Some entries
** begin **

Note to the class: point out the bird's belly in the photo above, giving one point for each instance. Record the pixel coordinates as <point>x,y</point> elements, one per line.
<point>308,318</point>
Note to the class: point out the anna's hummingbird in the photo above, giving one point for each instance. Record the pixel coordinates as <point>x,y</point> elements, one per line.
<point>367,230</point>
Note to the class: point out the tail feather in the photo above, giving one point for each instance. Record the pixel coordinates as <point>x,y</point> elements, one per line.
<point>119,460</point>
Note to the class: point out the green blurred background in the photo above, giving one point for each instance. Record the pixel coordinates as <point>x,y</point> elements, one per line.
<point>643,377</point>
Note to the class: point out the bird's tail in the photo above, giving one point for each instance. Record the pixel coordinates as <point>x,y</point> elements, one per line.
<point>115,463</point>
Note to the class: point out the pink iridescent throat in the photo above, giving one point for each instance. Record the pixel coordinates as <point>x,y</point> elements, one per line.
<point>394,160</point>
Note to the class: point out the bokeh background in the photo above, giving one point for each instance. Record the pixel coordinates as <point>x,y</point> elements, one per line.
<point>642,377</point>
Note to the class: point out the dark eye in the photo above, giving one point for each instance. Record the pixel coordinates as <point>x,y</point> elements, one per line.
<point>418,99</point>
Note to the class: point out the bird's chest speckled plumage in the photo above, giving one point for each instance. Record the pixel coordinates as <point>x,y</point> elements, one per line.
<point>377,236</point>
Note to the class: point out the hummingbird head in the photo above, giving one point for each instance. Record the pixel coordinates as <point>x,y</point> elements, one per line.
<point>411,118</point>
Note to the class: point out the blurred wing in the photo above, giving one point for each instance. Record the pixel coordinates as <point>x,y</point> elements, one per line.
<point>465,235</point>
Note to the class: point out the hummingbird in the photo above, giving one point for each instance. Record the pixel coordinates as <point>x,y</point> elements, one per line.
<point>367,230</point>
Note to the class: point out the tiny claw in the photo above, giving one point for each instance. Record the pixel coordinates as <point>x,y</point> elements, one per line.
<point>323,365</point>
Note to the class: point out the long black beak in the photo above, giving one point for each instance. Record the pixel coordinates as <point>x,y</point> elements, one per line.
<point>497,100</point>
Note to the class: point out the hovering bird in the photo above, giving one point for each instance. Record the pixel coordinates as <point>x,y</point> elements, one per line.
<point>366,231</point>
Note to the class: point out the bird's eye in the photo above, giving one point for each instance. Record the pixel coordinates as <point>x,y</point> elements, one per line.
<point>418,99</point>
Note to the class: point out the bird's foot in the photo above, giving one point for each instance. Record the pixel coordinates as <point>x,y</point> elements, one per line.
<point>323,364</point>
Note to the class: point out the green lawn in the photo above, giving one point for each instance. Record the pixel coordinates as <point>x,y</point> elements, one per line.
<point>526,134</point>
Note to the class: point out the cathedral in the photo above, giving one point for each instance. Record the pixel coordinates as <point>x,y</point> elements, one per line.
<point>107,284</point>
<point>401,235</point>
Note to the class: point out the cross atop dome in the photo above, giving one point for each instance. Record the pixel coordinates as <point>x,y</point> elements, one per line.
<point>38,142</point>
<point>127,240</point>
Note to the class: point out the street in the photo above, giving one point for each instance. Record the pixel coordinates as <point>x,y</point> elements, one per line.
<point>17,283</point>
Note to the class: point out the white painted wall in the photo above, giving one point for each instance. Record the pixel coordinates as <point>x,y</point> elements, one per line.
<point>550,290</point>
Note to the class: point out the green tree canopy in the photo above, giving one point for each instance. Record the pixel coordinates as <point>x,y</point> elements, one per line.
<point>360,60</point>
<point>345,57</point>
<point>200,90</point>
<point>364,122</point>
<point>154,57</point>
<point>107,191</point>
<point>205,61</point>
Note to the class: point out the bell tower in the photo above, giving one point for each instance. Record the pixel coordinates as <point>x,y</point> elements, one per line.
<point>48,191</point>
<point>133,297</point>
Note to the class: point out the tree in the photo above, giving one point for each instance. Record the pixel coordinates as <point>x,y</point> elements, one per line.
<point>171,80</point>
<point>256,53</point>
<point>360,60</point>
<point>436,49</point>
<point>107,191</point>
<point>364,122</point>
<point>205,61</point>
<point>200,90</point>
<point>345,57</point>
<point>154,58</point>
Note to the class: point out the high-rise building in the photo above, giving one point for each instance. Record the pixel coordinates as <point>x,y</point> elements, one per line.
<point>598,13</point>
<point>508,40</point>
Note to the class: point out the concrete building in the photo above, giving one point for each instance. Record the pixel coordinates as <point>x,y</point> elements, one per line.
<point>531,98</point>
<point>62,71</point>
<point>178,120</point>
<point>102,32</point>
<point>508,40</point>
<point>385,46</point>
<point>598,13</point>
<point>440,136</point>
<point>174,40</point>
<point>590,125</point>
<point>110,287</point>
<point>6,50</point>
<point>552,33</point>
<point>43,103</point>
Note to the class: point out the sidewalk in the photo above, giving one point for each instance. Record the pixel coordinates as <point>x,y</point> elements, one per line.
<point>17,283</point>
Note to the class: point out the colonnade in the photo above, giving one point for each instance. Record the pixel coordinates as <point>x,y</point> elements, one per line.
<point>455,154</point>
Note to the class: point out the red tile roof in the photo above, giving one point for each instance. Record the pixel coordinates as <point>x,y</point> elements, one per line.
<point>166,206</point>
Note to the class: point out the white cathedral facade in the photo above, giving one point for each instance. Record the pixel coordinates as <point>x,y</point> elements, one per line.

** end **

> **WHAT TO PRODUCE**:
Reproduce all of the entries above word for word, without changing anything.

> **TASK RESPONSE**:
Note to the class: point out the bird's belly in the photo above, giving one point for each instance. Record the pixel coordinates as <point>x,y</point> elements, one per line.
<point>308,318</point>
Note to the class: point out the anna's hummingbird in the photo above, giving one point for each instance. Record the pixel coordinates as <point>x,y</point> elements, one per line.
<point>367,230</point>
Note to the class: point out the tail feather in the photo above, giving one point for each instance. Record the pixel coordinates as <point>x,y</point> elements, one per line.
<point>119,460</point>
Note to the class: point out the green blurred background in the photo above, giving one point for each instance. Record the pixel coordinates as <point>x,y</point> elements, one per line.
<point>643,377</point>
Note to the class: point out the bird's tail in the photo above, giving one point for each instance. Record the pixel coordinates as <point>x,y</point> elements, one per line.
<point>115,463</point>
Note to the class: point out the pink iridescent throat in the photo above, giving one point for each instance. Record the pixel coordinates as <point>x,y</point> elements, one per line.
<point>394,160</point>
Note to the class: point out the bokeh background in the photo above, giving one point for each instance. Record the pixel coordinates as <point>x,y</point> elements, one per line.
<point>642,377</point>
Note to the class: point out the dark eye in the photo above, giving one point for each instance. Record the pixel coordinates as <point>x,y</point> elements, one per line.
<point>418,99</point>
Note to the class: point out the bird's chest speckled plumage in the photo above, giving one point for each instance. Record the pixel coordinates as <point>x,y</point> elements, one per line.
<point>377,236</point>
Note to the class: point out the hummingbird head in the photo above, giving one point for each instance. Record the pixel coordinates as <point>x,y</point> elements, one per line.
<point>411,118</point>
Note to the class: point out the blurred wing in the photo above, giving one point for each instance. Record the pixel coordinates as <point>x,y</point> elements, one per line.
<point>465,235</point>
Note to the class: point out the hummingbird in the photo above, giving one point for each instance. Record the pixel coordinates as <point>x,y</point> elements, one per line.
<point>367,230</point>
Note to the class: point out the tiny claw in the photo above, giving one point for each instance. Record the pixel coordinates as <point>x,y</point> elements, one per line.
<point>323,365</point>
Note to the class: point out the long black beak in the photo above, giving one point for each instance. Record the pixel coordinates as <point>x,y</point> elements, one per line.
<point>497,100</point>
Note to the class: point out the hovering bird in the photo above, giving one point for each instance. Record the pixel coordinates as <point>x,y</point> elements, one per line.
<point>366,231</point>
Note to the class: point out the bird's eye in the photo above, giving one point for each instance. Record the pixel coordinates as <point>x,y</point> elements, one per line.
<point>418,99</point>
Note to the class: point out the bird's foot in the photo above, giving one point for each instance. Record the pixel coordinates as <point>x,y</point> elements, one per line.
<point>323,364</point>
Note to the class: point out the green lawn in the photo above, giving one point for each instance. Record the pixel coordinates as <point>x,y</point> elements, one per line.
<point>526,134</point>
Note to the class: point out the cathedral in the photo above, giving one point for each instance. Record the pixel coordinates as <point>x,y</point> elements, one per line.
<point>107,284</point>
<point>401,235</point>
Note to the class: point out the cross atop dome in the photo above, giving one point for each instance. Record the pixel coordinates as <point>x,y</point> elements, one per line.
<point>38,142</point>
<point>127,240</point>
Note to the class: point out the street in the photo above, giving one point for each instance. Record the pixel coordinates as <point>x,y</point> elements, one per line.
<point>17,283</point>
Note to the class: point out the white painted wall in the photo above, giving one point for each instance. Record the pixel coordinates as <point>x,y</point> elements, one per line.
<point>550,290</point>
Note to the class: point out the green tree canopy in the photo above, giving one point for each instance. Record the pixel coordinates as <point>x,y</point> elements, one per line.
<point>360,60</point>
<point>345,57</point>
<point>200,90</point>
<point>364,122</point>
<point>154,57</point>
<point>107,191</point>
<point>205,61</point>
Note to the class: point out the bell tower in the photo above, giving one point for each instance. Record the pixel coordinates as <point>x,y</point> elements, one per line.
<point>48,191</point>
<point>133,297</point>
Note to the class: point out the tree in the photo above, giving one point for each instance. Record the pixel coordinates as <point>x,y</point> elements, one per line.
<point>171,80</point>
<point>256,53</point>
<point>360,60</point>
<point>436,49</point>
<point>107,191</point>
<point>364,122</point>
<point>205,61</point>
<point>200,90</point>
<point>345,57</point>
<point>154,58</point>
Note to the class: point out the high-rise building in the photo above, giving one point for each instance. Record the pixel coordinates as <point>x,y</point> elements, one per line.
<point>598,13</point>
<point>508,40</point>
Note to the class: point out the concrete building in the photo above, giving one point for each instance. Record the pixel coordinates as <point>x,y</point> elements, one per line.
<point>531,98</point>
<point>62,71</point>
<point>178,120</point>
<point>102,32</point>
<point>508,40</point>
<point>385,46</point>
<point>598,13</point>
<point>440,136</point>
<point>174,40</point>
<point>590,125</point>
<point>110,287</point>
<point>6,50</point>
<point>552,33</point>
<point>43,103</point>
Note to the class: point out the sidewalk in the photo above, giving one point for each instance. Record the pixel coordinates as <point>x,y</point> elements, one per line.
<point>17,283</point>
Note to the class: point out the colonnade in the photo above, giving one point for each instance. Record the pixel coordinates as <point>x,y</point> elements, one per line.
<point>455,154</point>
Note to the class: point out the red tile roof in the photo above, giving one point for each instance. Record the pixel coordinates as <point>x,y</point> elements, one per line.
<point>166,206</point>
Note to the class: point out the white cathedral facade in the photo above, giving one point for each instance. Record the pixel coordinates as <point>x,y</point> elements, one per line.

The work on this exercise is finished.